- Challenges:
(A) Quote the digital marketing passage between "Now we are well" and "jump straight in!", inclusive.
(B) Answer these questions about the digital marketing passage:
(i) Which year does the passage say is well past its halfway mark?
(ii) What does the passage call the key to everything in modern marketing?
(iii) Which two developments does the passage mention while maintaining that data-based marketing is not in trouble?
(C) Extend the digital marketing passage, picking up after its final sentence.

- Excerpt:
** START **

Now we are well past the halfway mark of 2018, it’s possible to see where marketers are having wins across various platforms. We have summarised must know trends for Digital Marketing in one place for you. While it would be a mammoth undertaking to cover all of these or provide detailed instructions for each in one blog, we thought it would be good to take a look at a few of the standout approaches across some of the usual (and a couple of emerging) platforms so far this year and to provide some reading material for each so that you can dig a little deeper.
So let’s jump straight in!
Personalisation in modern marketing is the key to everything.
Despite the Cambridge Analytica scandal (well worth a read if you’re unaware what that is) or the new GDPR laws, no-one saying data based marketing is in trouble can be taken seriously. Customer data based marketing is way too valuable a resource (and way too valuable to the world economy) for any government or other body to want to do away with it entirely and any ethical company who respects their customers should welcome a tightening of the rules around use of this data. There is still plenty of data to go around and even the customers still want it. No-one wants to go back to the old “this is the thing that you want” ways of authoritative marketing where companies tell consumers what they want rather than using said data to create better experiences, products and services. It’s a much better model for all involved.

** END **

- Dataset excerpt:
** START **

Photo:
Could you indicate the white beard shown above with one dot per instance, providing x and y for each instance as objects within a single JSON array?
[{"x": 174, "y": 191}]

** END **

- The results:
(A)
Now we are well past the halfway mark of 2018, it’s possible to see where marketers are having wins across various platforms. We have summarised must know trends for Digital Marketing in one place for you. While it would be a mammoth undertaking to cover all of these or provide detailed instructions for each in one blog, we thought it would be good to take a look at a few of the standout approaches across some of the usual (and a couple of emerging) platforms so far this year and to provide some reading material for each so that you can dig a little deeper.
So let’s jump straight in!

(B)
(i) 2018
(ii) Personalisation
(iii) The Cambridge Analytica scandal and the new GDPR laws

(C)
However the one thing we can say is probably lacking despite businesses embracing this approach, is personalisation through both consistency across all platforms and specificity across individual platforms. That may sound like these things would be at odds with each other, but it’s all about balance. Let’s explain:
Consistency across your marketing:
Too many businesses pass up the chance to increase awareness via consistent branding across different platforms. They get too focused on each particular platform and lose sight of the broader message and branding that they’re trying to communicate. Of course a billboard would require a different approach to a Facebook ad, but we can say from personal experience that consistency with imagery and branding across both increases the effectiveness of both. In our case, the billboard was placed in an area that was likely to be seen by the target demographic and the Facebook advertising (while customised in a technical sense for Facebook and Instagram) used the same imagery and branding targeting those same people, but at different points in their day.
The combination of the two then contributed to organic searches for the brand via Google given that it was reinforced in their minds, while each individual ad drove their leads straight to the website or a phone call.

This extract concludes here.